> _PROBLEM TO WORK ON_
Rewrite the records from the line with "Pick out the hoarfrost. One pin per instance." through the end of the records, keeping every line, requests included, and offset each answer coordinate by adding 59 to both numbers of every point.
===== PROVIDED ENTRIES =====
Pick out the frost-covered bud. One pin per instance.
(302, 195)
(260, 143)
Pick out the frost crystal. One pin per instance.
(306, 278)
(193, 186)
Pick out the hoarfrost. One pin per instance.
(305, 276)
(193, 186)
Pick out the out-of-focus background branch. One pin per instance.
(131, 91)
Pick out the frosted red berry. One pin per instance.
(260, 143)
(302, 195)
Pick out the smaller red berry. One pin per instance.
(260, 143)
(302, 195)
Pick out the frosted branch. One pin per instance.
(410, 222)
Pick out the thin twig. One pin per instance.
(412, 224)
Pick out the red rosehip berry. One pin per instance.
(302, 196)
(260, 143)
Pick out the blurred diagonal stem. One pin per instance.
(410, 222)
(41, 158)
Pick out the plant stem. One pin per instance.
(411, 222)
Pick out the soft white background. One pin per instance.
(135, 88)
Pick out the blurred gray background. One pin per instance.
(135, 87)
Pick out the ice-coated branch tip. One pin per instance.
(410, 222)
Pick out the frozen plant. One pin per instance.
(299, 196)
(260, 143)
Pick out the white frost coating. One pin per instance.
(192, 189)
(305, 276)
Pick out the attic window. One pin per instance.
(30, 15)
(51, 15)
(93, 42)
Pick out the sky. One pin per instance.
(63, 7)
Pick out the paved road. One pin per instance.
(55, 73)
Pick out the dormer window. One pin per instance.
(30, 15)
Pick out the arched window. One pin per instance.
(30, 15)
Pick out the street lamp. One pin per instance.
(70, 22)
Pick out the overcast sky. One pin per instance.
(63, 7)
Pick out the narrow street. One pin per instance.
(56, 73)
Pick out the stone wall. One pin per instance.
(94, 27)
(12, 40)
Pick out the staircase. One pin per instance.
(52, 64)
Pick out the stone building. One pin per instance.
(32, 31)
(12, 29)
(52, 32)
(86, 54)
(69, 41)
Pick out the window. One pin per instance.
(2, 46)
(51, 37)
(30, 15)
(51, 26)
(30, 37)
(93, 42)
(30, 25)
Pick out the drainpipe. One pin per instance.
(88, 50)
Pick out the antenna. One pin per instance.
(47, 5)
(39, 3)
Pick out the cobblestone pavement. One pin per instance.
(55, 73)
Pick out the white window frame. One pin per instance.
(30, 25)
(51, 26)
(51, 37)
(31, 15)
=====
> _SOLUTION FOR THIS TASK_
Pick out the hoarfrost. One pin per instance.
(364, 335)
(252, 245)
Pick out the out-of-focus background branch. One pin per instance.
(190, 150)
Pick out the frosted red berry. One pin per instance.
(319, 202)
(361, 254)
Pick out the smaller red berry. One pin per instance.
(319, 202)
(361, 254)
Pick out the frosted branch. One pin per instance.
(469, 281)
Pick out the thin twig. One pin per instance.
(471, 283)
Pick out the red rosehip berry. One pin per instance.
(361, 255)
(319, 202)
Pick out the blurred diagonal stem. One pin per instance.
(469, 281)
(100, 217)
Pick out the plant stem. One pin per instance.
(470, 281)
Pick out the soft white background. One pin per instance.
(194, 147)
Pick out the blurred gray background. One pin per instance.
(194, 146)
Pick out the ice-coated branch tip. One pin per instance.
(469, 281)
Pick out the frozen plant. One pin per instance.
(358, 255)
(319, 202)
Pick out the white frost coating. One pin per instance.
(251, 248)
(364, 335)
Pick out the attic window. One pin per instance.
(89, 74)
(110, 74)
(152, 101)
Pick out the sky. One pin per instance.
(122, 66)
Pick out the paved road. One pin per instance.
(114, 132)
Pick out the dormer window. One pin per instance.
(89, 74)
Pick out the arched window. One pin per instance.
(89, 74)
Pick out the street lamp. One pin per instance.
(129, 81)
Pick out the overcast sky. One pin per instance.
(122, 66)
Pick out the narrow street. One pin per instance.
(115, 132)
Pick out the stone wall. One pin per instance.
(153, 86)
(71, 99)
Pick out the staircase. One pin per instance.
(111, 123)
Pick out the stone building. One pin per instance.
(91, 90)
(71, 88)
(111, 91)
(145, 113)
(128, 100)
Pick out the window. One pin per instance.
(61, 105)
(110, 96)
(89, 74)
(110, 85)
(89, 96)
(152, 101)
(89, 84)
Pick out the drainpipe. One pin per instance.
(147, 109)
Pick out the antenna. One pin per instance.
(106, 64)
(98, 62)
Pick out the cobblestone pavement. One pin per instance.
(114, 132)
Pick out the white window frame. One pin per instance.
(89, 84)
(110, 85)
(110, 96)
(90, 74)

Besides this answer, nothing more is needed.